>>>
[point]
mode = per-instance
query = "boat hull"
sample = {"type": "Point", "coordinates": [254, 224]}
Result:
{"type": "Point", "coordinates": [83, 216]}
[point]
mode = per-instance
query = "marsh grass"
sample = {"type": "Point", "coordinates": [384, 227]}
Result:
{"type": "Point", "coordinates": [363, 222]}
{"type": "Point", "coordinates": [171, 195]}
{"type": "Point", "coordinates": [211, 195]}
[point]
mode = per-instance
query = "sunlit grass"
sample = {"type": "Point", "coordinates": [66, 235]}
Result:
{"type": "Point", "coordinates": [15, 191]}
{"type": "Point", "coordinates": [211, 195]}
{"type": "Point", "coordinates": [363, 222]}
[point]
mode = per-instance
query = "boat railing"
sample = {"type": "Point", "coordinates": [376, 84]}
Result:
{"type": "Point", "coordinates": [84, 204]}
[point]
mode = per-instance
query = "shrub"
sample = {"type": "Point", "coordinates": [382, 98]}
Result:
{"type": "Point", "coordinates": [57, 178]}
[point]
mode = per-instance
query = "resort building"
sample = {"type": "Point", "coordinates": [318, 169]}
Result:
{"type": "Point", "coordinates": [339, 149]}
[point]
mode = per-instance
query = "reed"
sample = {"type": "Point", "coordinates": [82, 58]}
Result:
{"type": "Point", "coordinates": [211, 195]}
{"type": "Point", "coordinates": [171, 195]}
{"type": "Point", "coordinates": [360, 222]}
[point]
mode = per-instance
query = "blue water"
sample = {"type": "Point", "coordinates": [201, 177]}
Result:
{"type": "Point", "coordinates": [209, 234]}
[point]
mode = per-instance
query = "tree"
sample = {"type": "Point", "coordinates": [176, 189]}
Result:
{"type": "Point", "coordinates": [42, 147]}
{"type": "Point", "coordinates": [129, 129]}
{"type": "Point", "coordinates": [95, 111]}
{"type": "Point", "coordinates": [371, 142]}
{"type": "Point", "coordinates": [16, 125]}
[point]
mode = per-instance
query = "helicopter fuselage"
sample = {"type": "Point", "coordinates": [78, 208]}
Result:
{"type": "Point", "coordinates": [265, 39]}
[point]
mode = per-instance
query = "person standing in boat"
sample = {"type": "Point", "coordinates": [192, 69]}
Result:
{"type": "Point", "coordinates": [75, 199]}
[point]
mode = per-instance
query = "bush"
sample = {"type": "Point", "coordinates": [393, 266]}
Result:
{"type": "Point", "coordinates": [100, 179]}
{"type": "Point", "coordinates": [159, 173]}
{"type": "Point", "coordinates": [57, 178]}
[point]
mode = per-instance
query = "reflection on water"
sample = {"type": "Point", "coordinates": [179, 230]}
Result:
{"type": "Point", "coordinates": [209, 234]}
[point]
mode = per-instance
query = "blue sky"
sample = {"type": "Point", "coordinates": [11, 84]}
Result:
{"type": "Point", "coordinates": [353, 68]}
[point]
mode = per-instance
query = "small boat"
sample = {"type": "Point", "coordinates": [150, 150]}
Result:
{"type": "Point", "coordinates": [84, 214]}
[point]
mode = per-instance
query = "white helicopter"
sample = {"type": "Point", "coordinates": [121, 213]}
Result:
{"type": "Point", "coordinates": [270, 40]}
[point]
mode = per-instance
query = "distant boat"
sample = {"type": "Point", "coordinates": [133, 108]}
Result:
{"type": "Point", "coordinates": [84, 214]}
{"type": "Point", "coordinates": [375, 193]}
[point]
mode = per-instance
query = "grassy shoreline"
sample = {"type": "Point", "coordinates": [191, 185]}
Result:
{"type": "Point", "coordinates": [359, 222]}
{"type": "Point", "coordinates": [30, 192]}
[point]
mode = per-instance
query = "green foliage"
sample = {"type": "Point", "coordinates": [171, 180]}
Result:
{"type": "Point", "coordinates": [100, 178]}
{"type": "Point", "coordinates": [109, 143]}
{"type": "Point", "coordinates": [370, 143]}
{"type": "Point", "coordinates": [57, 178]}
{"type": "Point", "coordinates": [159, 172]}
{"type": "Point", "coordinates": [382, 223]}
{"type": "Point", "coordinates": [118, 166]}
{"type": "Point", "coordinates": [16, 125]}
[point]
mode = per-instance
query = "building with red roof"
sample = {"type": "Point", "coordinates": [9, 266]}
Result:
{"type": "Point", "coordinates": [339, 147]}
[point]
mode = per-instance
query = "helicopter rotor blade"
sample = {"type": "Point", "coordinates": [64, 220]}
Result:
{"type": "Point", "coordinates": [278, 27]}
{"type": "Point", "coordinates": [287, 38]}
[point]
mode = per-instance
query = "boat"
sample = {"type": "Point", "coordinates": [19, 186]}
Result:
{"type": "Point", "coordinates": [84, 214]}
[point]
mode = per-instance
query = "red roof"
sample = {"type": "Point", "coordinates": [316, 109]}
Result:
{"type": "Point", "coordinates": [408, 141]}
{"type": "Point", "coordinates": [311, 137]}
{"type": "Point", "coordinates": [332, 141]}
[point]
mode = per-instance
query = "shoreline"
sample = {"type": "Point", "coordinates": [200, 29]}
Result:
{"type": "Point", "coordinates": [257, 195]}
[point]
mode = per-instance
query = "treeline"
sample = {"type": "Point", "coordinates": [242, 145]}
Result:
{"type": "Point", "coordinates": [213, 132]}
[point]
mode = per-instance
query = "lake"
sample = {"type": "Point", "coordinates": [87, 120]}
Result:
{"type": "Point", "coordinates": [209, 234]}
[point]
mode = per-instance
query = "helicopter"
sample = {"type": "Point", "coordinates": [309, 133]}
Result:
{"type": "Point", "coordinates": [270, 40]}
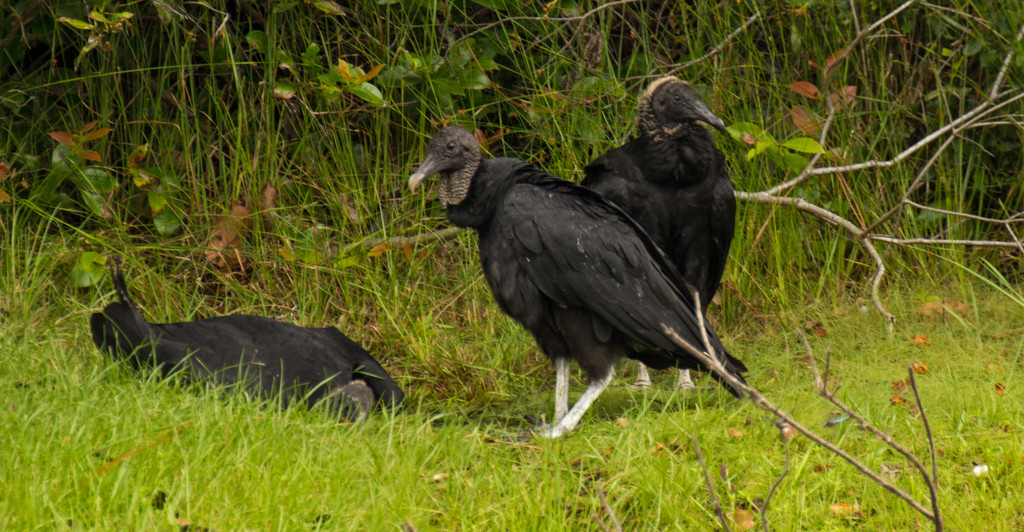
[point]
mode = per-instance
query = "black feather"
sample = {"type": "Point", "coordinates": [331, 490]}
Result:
{"type": "Point", "coordinates": [261, 354]}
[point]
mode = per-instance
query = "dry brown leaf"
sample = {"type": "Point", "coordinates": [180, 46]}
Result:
{"type": "Point", "coordinates": [741, 519]}
{"type": "Point", "coordinates": [815, 327]}
{"type": "Point", "coordinates": [805, 88]}
{"type": "Point", "coordinates": [379, 250]}
{"type": "Point", "coordinates": [224, 247]}
{"type": "Point", "coordinates": [842, 508]}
<<<
Write out the entries above verbatim; the pictures do not belong in your copy.

Task result.
[point]
mode = per-instance
query = "boat hull"
sample = {"type": "Point", "coordinates": [254, 224]}
Result:
{"type": "Point", "coordinates": [83, 216]}
[point]
mode = per-instance
query = "marsh grass"
sample = {"type": "Point", "coordinates": [384, 227]}
Result:
{"type": "Point", "coordinates": [363, 222]}
{"type": "Point", "coordinates": [171, 195]}
{"type": "Point", "coordinates": [211, 195]}
[point]
mode = per-instance
query = "sunlit grass"
sample = {"type": "Point", "coordinates": [66, 235]}
Result:
{"type": "Point", "coordinates": [15, 191]}
{"type": "Point", "coordinates": [211, 195]}
{"type": "Point", "coordinates": [363, 222]}
[point]
mode = per-instance
query = "boat railing"
sample = {"type": "Point", "coordinates": [376, 84]}
Result:
{"type": "Point", "coordinates": [84, 204]}
[point]
mode = per-instance
query = "shrub"
sample = {"type": "Point", "coordinates": [382, 98]}
Result:
{"type": "Point", "coordinates": [57, 178]}
[point]
mode = per-instance
query = "resort building"
sample = {"type": "Point", "coordinates": [318, 169]}
Result:
{"type": "Point", "coordinates": [339, 149]}
[point]
mode = per-instance
query = "reed"
sample = {"type": "Point", "coordinates": [82, 58]}
Result:
{"type": "Point", "coordinates": [211, 195]}
{"type": "Point", "coordinates": [171, 195]}
{"type": "Point", "coordinates": [360, 222]}
[point]
mode = per-instance
query = "blue water"
sample = {"type": "Point", "coordinates": [201, 177]}
Result:
{"type": "Point", "coordinates": [209, 234]}
[point]
mode = per-instance
query = "tree"
sample = {"type": "Point", "coordinates": [176, 189]}
Result:
{"type": "Point", "coordinates": [42, 147]}
{"type": "Point", "coordinates": [129, 129]}
{"type": "Point", "coordinates": [95, 111]}
{"type": "Point", "coordinates": [371, 142]}
{"type": "Point", "coordinates": [16, 125]}
[point]
mode = per-instance
query = "helicopter fuselage"
sample = {"type": "Point", "coordinates": [78, 208]}
Result:
{"type": "Point", "coordinates": [265, 39]}
[point]
mode = per-instance
query = "person standing in boat"
sample = {"type": "Point", "coordinates": [192, 69]}
Result:
{"type": "Point", "coordinates": [75, 199]}
[point]
mode = per-instance
query = "bush"
sample = {"type": "Point", "coordinates": [393, 266]}
Result:
{"type": "Point", "coordinates": [100, 179]}
{"type": "Point", "coordinates": [159, 173]}
{"type": "Point", "coordinates": [57, 178]}
[point]
mode = per-instance
query = "reflection on water"
sample = {"type": "Point", "coordinates": [179, 230]}
Result:
{"type": "Point", "coordinates": [209, 234]}
[point]
mode = per-instance
query = "blue sky"
sample = {"type": "Point", "coordinates": [11, 84]}
Result:
{"type": "Point", "coordinates": [353, 68]}
[point]
mode = per-instance
query = "small boat"
sample = {"type": "Point", "coordinates": [150, 150]}
Result:
{"type": "Point", "coordinates": [84, 214]}
[point]
mode = per-instance
query = "white helicopter"
sample = {"type": "Point", "coordinates": [121, 213]}
Result:
{"type": "Point", "coordinates": [270, 40]}
[point]
mode = per-instance
query = "distant boat"
sample = {"type": "Point", "coordinates": [133, 108]}
Result:
{"type": "Point", "coordinates": [84, 214]}
{"type": "Point", "coordinates": [375, 193]}
[point]
mode = per-instance
query = "grassy shoreline"
sample = {"type": "Point", "coordinates": [191, 185]}
Result:
{"type": "Point", "coordinates": [359, 222]}
{"type": "Point", "coordinates": [30, 192]}
[point]
mode = per-instance
query = "green foliage"
sample = {"type": "Point", "coordinates": [171, 180]}
Result:
{"type": "Point", "coordinates": [100, 178]}
{"type": "Point", "coordinates": [109, 143]}
{"type": "Point", "coordinates": [370, 143]}
{"type": "Point", "coordinates": [57, 178]}
{"type": "Point", "coordinates": [159, 172]}
{"type": "Point", "coordinates": [382, 223]}
{"type": "Point", "coordinates": [118, 166]}
{"type": "Point", "coordinates": [16, 125]}
[point]
mode = per-instance
query = "building with red roof"
sample = {"type": "Point", "coordinates": [9, 266]}
Result:
{"type": "Point", "coordinates": [339, 147]}
[point]
mode = per-instance
query = "helicopter rotor blade"
sample = {"type": "Point", "coordinates": [64, 220]}
Result:
{"type": "Point", "coordinates": [278, 27]}
{"type": "Point", "coordinates": [287, 38]}
[point]
mode = per-instance
query = "boat"
sample = {"type": "Point", "coordinates": [19, 186]}
Result:
{"type": "Point", "coordinates": [84, 214]}
[point]
mode = per-instance
query = "red roof"
sample = {"type": "Point", "coordinates": [316, 109]}
Result:
{"type": "Point", "coordinates": [408, 141]}
{"type": "Point", "coordinates": [311, 137]}
{"type": "Point", "coordinates": [332, 141]}
[point]
mode = per-instance
query = "shoreline"
sample = {"type": "Point", "coordinates": [200, 29]}
Result:
{"type": "Point", "coordinates": [257, 195]}
[point]
mode = per-instance
query = "treeline"
sample = {"type": "Point", "coordinates": [242, 145]}
Result:
{"type": "Point", "coordinates": [213, 132]}
[point]
mode = per-instance
query = "lake"
sample = {"type": "Point", "coordinates": [87, 120]}
Result:
{"type": "Point", "coordinates": [209, 234]}
[point]
mode = per-instance
query = "helicopter"
sample = {"type": "Point", "coordinates": [309, 133]}
Result:
{"type": "Point", "coordinates": [270, 40]}
[point]
mode = per-instance
query = "black feather"
sample = {"type": "Point", "coordinates": [331, 490]}
Result:
{"type": "Point", "coordinates": [261, 354]}
[point]
mode = per-instance
query = "dry brown leaf"
sample = {"type": "Point", "coordinates": [180, 46]}
Result:
{"type": "Point", "coordinates": [741, 519]}
{"type": "Point", "coordinates": [815, 327]}
{"type": "Point", "coordinates": [805, 88]}
{"type": "Point", "coordinates": [379, 250]}
{"type": "Point", "coordinates": [224, 247]}
{"type": "Point", "coordinates": [842, 508]}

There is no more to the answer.